TASK STATEMENT: Pick out every line in the entries below that contains the word "white", and copy each one in full.

DATASET RECORDS:
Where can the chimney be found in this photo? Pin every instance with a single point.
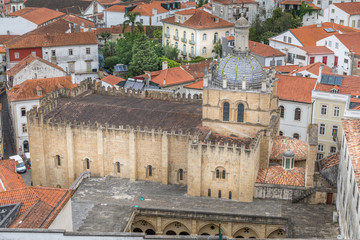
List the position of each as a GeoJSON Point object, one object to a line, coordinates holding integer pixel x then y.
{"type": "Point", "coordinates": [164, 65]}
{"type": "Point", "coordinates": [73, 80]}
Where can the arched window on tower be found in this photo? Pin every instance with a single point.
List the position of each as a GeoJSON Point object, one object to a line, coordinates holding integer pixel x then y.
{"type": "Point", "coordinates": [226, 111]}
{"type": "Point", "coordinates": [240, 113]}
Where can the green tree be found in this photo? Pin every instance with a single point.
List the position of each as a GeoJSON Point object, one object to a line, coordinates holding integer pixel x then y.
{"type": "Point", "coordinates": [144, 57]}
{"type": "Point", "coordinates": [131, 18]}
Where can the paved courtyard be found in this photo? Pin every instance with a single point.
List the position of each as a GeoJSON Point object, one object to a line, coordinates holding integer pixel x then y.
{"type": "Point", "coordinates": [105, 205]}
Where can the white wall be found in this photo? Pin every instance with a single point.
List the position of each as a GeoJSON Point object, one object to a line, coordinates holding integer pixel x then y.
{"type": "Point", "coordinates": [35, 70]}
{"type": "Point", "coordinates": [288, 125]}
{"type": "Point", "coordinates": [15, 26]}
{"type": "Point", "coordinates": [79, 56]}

---

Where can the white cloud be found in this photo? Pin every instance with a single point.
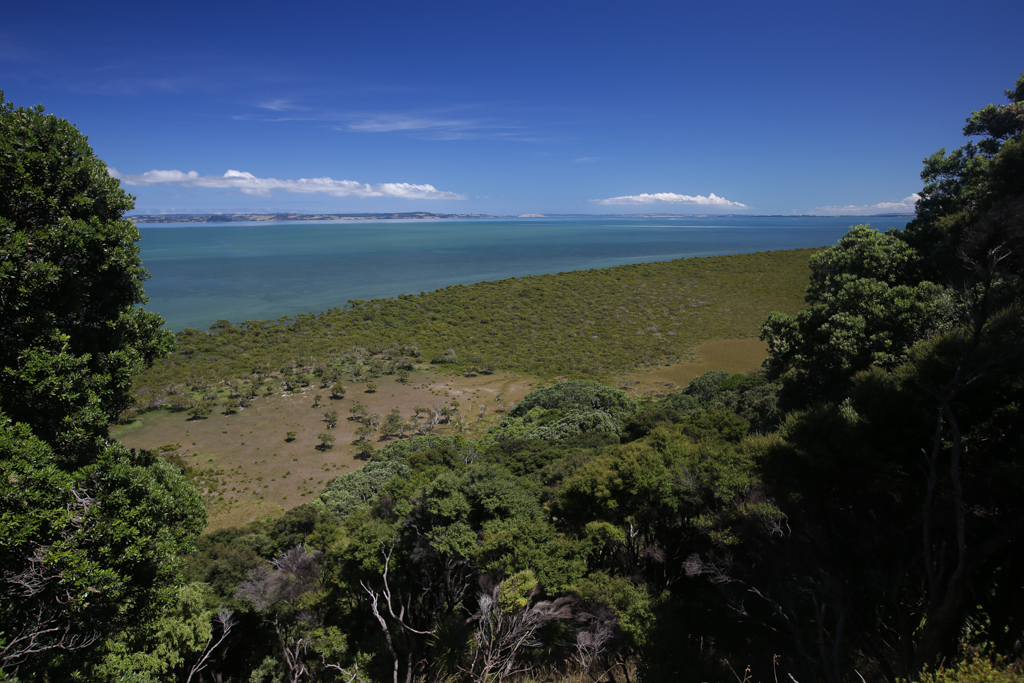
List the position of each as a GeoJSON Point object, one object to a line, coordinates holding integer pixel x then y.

IN RESPONSE:
Where can the white wall be found in this photo? Pin every instance with a single point.
Where can the white cloud be found in this photo? Pin every instance with a single point.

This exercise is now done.